Please someone help My pod is stuck in

2024-08-21T11:33:18Z create container ghcr.io/ai-dock/comfyui:latest
2024-08-21T11:33:18Z create container: still fetching image ghcr.io/ai-dock/comfyui:latest
2024-08-21T11:33:42Z create container ghcr.io/ai-dock/comfyui:latest
2024-08-21T11:33:42Z create container: still fetching image ghcr.io/ai-dock/comfyui:latest
2024-08-21T11:33:59Z create container ghcr.io/ai-dock/comfyui:latest
2024-08-21T11:33:59Z create container: still fetching image ghcr.io/ai-dock/comfyui:latest

2024-08-21T11:33:18Z create container ghcr.io/ai-dock/comfyui:latest
2024-08-21T11:33:18Z create container: still fetching image ghcr.io/ai-dock/comfyui:latest
2024-08-21T11:33:42Z create container ghcr.io/ai-dock/comfyui:latest
2024-08-21T11:33:42Z create container: still fetching image ghcr.io/ai-dock/comfyui:latest
2024-08-21T11:33:59Z create container ghcr.io/ai-dock/comfyui:latest
2024-08-21T11:33:59Z create container: still fetching image ghcr.io/ai-dock/comfyui:latest

for the last 2 hours Can someone from runpod team please respond ?

Encyrption•9mo ago

How big is your image?

shashank•9mo ago

1.5gb It was working fine since last 15 days I actually switched to a savings plan and now i am stuck with a non functional pod This started happening 16 hours back

Encyrption•9mo ago

How was it built? Were you on an X86 PC or a Mac?

shashank•9mo ago

I am sorry I am lost It is a template available on runpod

Encyrption•9mo ago

oh ok

shashank•9mo ago

I just started using an existing template. Worked fine after restart last 15 days Then after converting to a committed node and lockin in, it won't respond after restart.

Encyrption•9mo ago

Can you share the templates link here?

shashank•9mo ago

ghcr.io/ai-dock/comfyui:latest

Encyrption•9mo ago

That is the image name not the template link.

shashank•9mo ago

Tell me what you need I will screenshot it

Encyrption•9mo ago

When you see Templates in Explore menu the template should have boxes on the top right, if you click that it will copy the template link into your buffer. I have highlighted area to click in screencap.

shashank•9mo ago

Thats my template screen

shashank•9mo ago

I just used a docker image And then I added the env vars I created the config when making the deployment

shashank•9mo ago

This is how I created the template

shashank•9mo ago

There is a networking issue with my pod, is what I can guess. Here is the screenshots of your app^.

Encyrption•9mo ago

You are using someone else image? You didn't build it?

shashank•9mo ago

No ghcr.io/ai-dock/comfyui:latest Here is the image name.
------------------------------------
Short task 1. In the thread about the stuck pod, how large is the image?

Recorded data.
------------------------------------
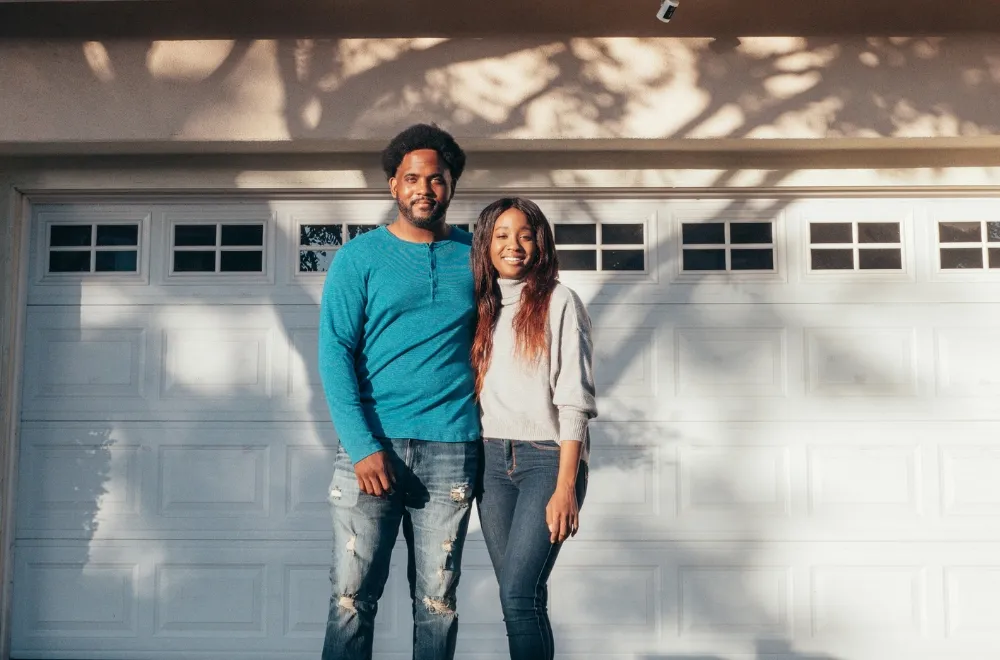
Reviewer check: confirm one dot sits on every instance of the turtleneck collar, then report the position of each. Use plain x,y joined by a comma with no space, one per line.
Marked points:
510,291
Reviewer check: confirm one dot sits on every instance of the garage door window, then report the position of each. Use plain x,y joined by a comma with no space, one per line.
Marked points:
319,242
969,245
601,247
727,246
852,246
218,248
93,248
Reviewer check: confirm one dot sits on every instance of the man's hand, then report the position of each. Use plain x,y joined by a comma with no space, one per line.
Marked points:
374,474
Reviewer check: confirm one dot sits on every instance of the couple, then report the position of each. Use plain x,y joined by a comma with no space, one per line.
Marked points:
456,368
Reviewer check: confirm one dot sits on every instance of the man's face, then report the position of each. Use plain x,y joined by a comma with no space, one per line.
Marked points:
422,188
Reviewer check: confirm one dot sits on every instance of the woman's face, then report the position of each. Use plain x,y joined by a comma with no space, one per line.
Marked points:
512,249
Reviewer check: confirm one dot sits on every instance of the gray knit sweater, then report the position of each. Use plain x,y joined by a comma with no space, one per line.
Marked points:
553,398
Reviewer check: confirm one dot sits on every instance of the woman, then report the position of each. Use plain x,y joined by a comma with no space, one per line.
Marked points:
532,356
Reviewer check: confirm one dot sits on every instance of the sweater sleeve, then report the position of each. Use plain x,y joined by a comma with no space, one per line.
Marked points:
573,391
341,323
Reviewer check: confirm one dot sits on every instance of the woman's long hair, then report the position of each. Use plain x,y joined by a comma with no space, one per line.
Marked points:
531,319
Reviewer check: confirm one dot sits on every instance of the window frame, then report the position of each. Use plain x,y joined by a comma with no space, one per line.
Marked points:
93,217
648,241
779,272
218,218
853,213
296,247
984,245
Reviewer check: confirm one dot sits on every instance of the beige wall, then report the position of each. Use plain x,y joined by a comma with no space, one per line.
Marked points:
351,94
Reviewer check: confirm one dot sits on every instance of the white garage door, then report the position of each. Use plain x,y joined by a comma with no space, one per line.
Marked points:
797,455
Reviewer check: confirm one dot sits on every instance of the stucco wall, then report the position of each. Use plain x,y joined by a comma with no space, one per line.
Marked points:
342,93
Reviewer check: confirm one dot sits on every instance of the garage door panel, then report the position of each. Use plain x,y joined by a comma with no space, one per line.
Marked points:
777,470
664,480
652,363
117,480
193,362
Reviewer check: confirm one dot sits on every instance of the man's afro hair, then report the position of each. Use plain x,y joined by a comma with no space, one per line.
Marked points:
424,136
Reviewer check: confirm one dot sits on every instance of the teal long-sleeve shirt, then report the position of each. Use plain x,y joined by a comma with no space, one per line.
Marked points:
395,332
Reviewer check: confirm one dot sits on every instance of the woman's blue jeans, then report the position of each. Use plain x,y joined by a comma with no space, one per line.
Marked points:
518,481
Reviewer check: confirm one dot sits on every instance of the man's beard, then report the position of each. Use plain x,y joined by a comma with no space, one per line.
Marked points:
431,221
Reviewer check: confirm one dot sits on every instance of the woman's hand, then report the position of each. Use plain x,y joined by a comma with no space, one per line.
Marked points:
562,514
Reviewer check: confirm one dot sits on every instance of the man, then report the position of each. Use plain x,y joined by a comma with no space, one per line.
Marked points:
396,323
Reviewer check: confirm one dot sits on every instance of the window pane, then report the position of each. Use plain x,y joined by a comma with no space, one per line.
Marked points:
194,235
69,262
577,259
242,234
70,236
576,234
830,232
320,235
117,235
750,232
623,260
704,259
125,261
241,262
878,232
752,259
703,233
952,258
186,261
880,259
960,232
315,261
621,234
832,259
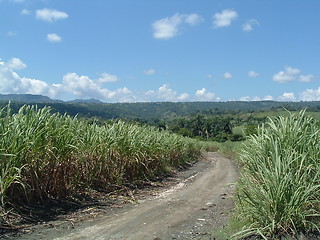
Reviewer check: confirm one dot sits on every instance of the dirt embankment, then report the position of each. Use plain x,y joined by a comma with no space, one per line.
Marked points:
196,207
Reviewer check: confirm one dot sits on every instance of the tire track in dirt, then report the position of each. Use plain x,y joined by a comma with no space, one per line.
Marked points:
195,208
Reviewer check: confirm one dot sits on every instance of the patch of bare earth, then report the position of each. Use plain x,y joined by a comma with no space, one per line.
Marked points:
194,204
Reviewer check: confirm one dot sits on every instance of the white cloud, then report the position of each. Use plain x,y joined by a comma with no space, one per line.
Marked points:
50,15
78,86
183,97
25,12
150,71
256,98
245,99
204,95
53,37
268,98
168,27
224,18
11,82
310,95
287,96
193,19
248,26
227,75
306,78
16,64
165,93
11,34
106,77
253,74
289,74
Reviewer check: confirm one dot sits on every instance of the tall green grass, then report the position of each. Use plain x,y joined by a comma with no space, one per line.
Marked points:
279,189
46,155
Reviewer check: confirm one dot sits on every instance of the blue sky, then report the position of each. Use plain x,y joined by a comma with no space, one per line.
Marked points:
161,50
------------------------------------
Short task 2. Tally the lines of the rows that contain the string "face", treating case as significant, and give only the number.

Exercise answer 1. 1.5 GB

Exercise answer 2. 2